**TASK 1**.
Answer from the workers' compensation decision:
(a) Which decision does the Board say it will not address?
(b) Who signed as Alternate Member?
(c) What lifting limit applies to the restrapping duty?
**TASK 2**. Extend the workers' compensation decision past its final sentence.
:: TEXT BLOCK
As the December 16, 1997 termination of appellant’s compensation entitlement was improper, the Board will not address the following January 27, 1998 denial of modification.
Accordingly, the decisions of the Office of Workers’ Compensation Programs dated January 27, 1998 and December 16, 1997 are hereby reversed.
Dated, Washington, D.C.
February 4, 2000
George E. Rivers
Member
David S. Gerson
Member
Bradley T. Knott
Alternate Member
[2] Restrapping required appellant to stand, open a letter tray, ascertain the zip code, write out a label and insert in letter tray, place tray on strapping machine, push button, then place the tray on the conveyor belt. It required no lifting greater than 20 pounds and a 1-hour rotation. Separating loose mail required opening a sack, placing magazines in a flat tray to half full and lifting the half full flat tray to the ERMAC. It required no lifting greater than 20 pounds and a 1-hour rotation. Rewrapping required removing damaged mail from a hamper, when hamper gets empty pushing hamper to hamper tilt to get mail, minimal bending was required when using hamper tilter and assistance could be requested to get mail out of bottom of hamper. It required carrying mail to rewrap table, sitting and rewrapping or repairing damaged mail and writing address on new label. Employee was to select items weighing no more than 20 pounds and intermittent sitting and standing was required. Other duties were to be assigned within the guidelines of the physical restrictions as stated by Dr. Guarino.
::::
:: SOURCE MATERIAL
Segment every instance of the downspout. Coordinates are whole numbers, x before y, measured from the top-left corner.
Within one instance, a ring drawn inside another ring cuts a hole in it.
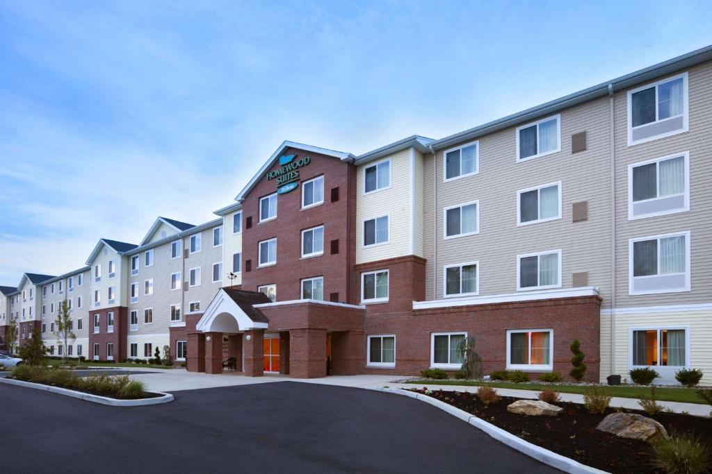
[[[610,375],[616,373],[616,149],[615,149],[615,99],[613,85],[608,85],[608,126],[610,139],[611,180],[611,367]]]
::::
**EXERCISE RESPONSE 1**.
(a) The January 27, 1998 denial of modification.
(b) Bradley T. Knott.
(c) No lifting greater than 20 pounds.

**EXERCISE RESPONSE 2**.
[3] Appellant’s 30-day time period would have ended on December 13, 1997 which was a Saturday, such that a response postmarked December 15, 1997 would have been considered timely as that was the next regular day of business; see John B. Montoya, 43 ECAB 1148 (1992). Timeliness is determined by the postmark on the envelope, if available. However, if no envelope is included in the case record, the date of the letter itself should be used. Douglas McLean, 42 ECAB 759 (1991); William J. Kapfhammer, 42 ECAB 271 (1990).
[12] See John B. Montoya, supra note 3. Appellant may have properly mailed the response directly to the Office and had it postmarked prior to or on December 15, 1997, which would have been timely. Appellant improperly submitted the time sensitive response to the employing establishment injury compensation office instead, which received it timely on December 15, 1997 and in turn forwarded it to the Office, possibly, also with a postmark of December 15, 1997, since the Office stamped it received on December 17, 1997, which would also have been timely.
[14] See Maggie L. Moore, 41 ECAB 334 (1989), reaff’d on recon., 43 ECAB 818 (1992) (The Office must evaluate a claimant’s reasons for refusal and supporting evidence and inform the claimant of its decision as to whether such reasons were accepted or rejected and give the claimant a reasonable period to make an informed decision on whether to accept or reject the job.)